start PASSAGE SHOWN

It is two years, nine months and 21 days since Mr Chidambaram made the announcement on the process for the formation of Telangana State. Many young people have died, many have served prison time and some are still facing the threat of cases.

Osmania University campus has been turned since then into an open-air prison with all exits blocked by barbed wire, Vajra vehicles and rapid action force troops. Though the forces stay off campus (thanks to a High Court order), by controlling all points of entry and exit to the university, they keep students under constant surveillance. The students are not allowed out of campus on any bandh day.

This condition was imposed by the State on September 30 also even as it allowed the rally at the Necklace Road. By this, the State is disenfranchising students and taking away their democratic right to protest. The state is basically saying: if it is to protest, the students have no right to step out of the campus. If they wish to demand separate Telangana State, they have no right to step out of the campus.

The excuse is that students will indulge in random violence if allowed to take out a procession from the campus. This deliberately creates the public perception of the Osmania students as criminal gangs.

end PASSAGE SHOWN

■ WRITTEN INSTRUCTION 1
According to the Osmania University passage, why do the forces stay off campus, and how do they still keep the students under constant surveillance?
■ WRITTEN INSTRUCTION 2
Answer from the Osmania University passage:
(a) How long has it been since Mr Chidambaram announced the process for forming Telangana State?
(b) What blocks the campus exits?
(c) On September 30, which event did the State allow while keeping the students on campus?
■ WRITTEN INSTRUCTION 3
Carry the Osmania University passage forward from its final sentence, keeping its argument and tone.

start DATA BLOCK

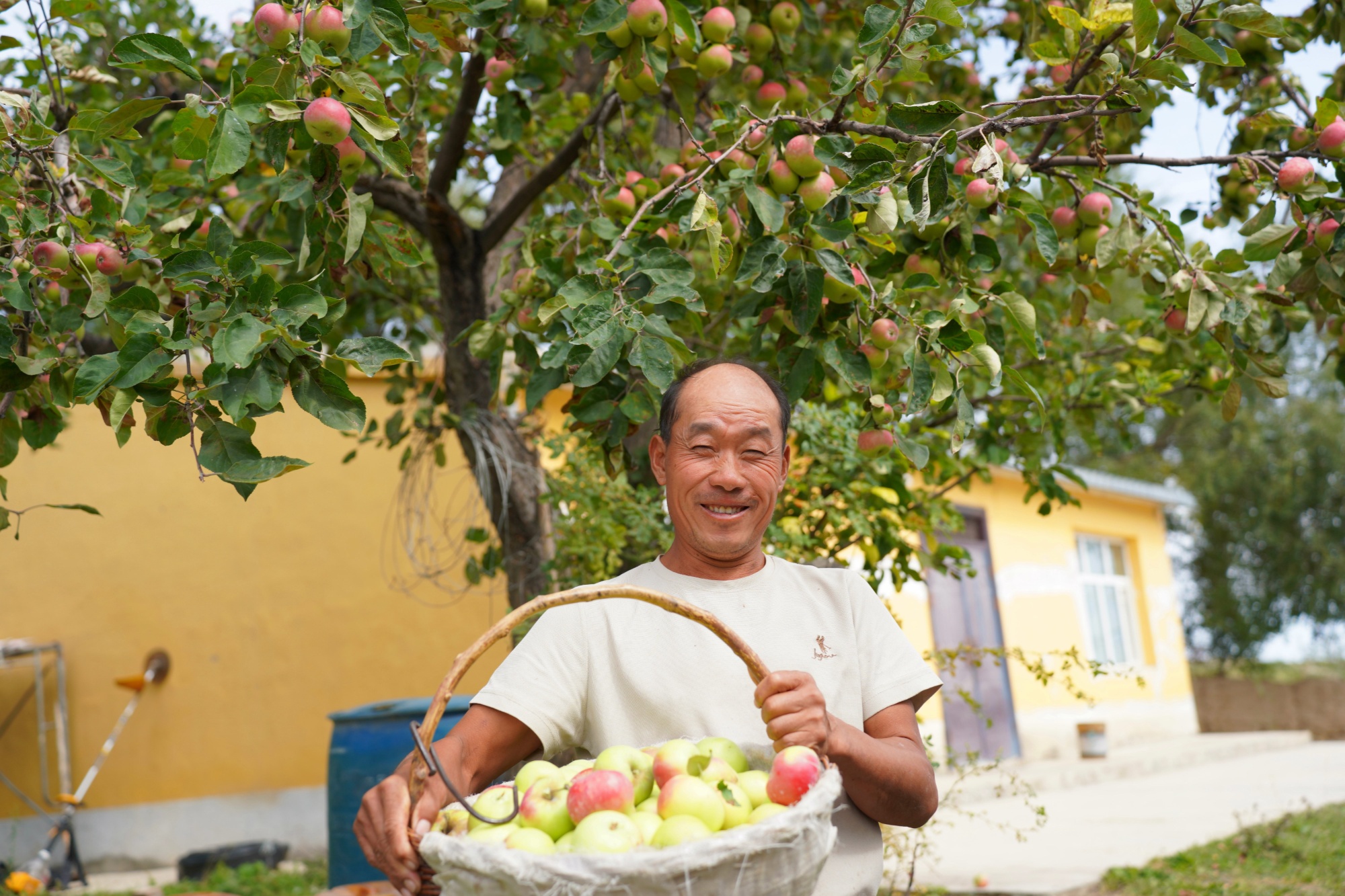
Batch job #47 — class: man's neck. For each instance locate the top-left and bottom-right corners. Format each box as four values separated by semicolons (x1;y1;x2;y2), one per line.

end DATA BLOCK

■ FINAL ANSWER 1
The forces stay off campus because of a High Court order. They still keep students under constant surveillance by controlling all points of entry and exit to the university.

■ FINAL ANSWER 2
(a) Two years, nine months and 21 days.
(b) Barbed wire, Vajra vehicles and rapid action force troops.
(c) The rally at the Necklace Road.

■ FINAL ANSWER 3
When close to two lakh people from all over Telangana were on the streets converging on Necklace Road, would another hundred or so students have posed such a threat of violence? The tone for violence was set by the muscle- flexing of the security forces present around the campus almost four days in the run-up to the event.

Some ‘lumpen’ elements enter people’s movements and cause violence and disruption. The State must have mechanisms to tackle it through intelligence, by holding the leadership responsible, and punishing the perpetrators if violent incidents occur. But often, the real perpetrators may be known and let off because of their powerful political links, while punishing the weak to hold them up as examples.

There are several dozens of student organizations on the campus who do their own demonstrations and events around campus. So far, the worst weapons they have sported are a straw effigy (that is ritually burnt) and perhaps some loud sloganeering. Each time a group of students assembles; the security establishment goes into a tizzy and shuts down all entry and exit points to the campus, irrespective of the identity of the persons!

This has caused untold hardship to those who live and work on the campus and those who use the campus road. In addition, bus services have been suspended for over a year now. In the absence of public transport, students and employees are forced to walk long distances just to reach main access roads outside the campus.

The security forces have been around the campus on and off almost throughout the year and a half, clamping down on campus activity. In the previous round of the agitation a number of students were booked under several cases.

During the massive “Garjana” rally held on Osmania campus on 3 January 2011 under the supervision of the court, nearly 150,000 students from all over Telangana attended peacefully and dispersed without any untoward incidents.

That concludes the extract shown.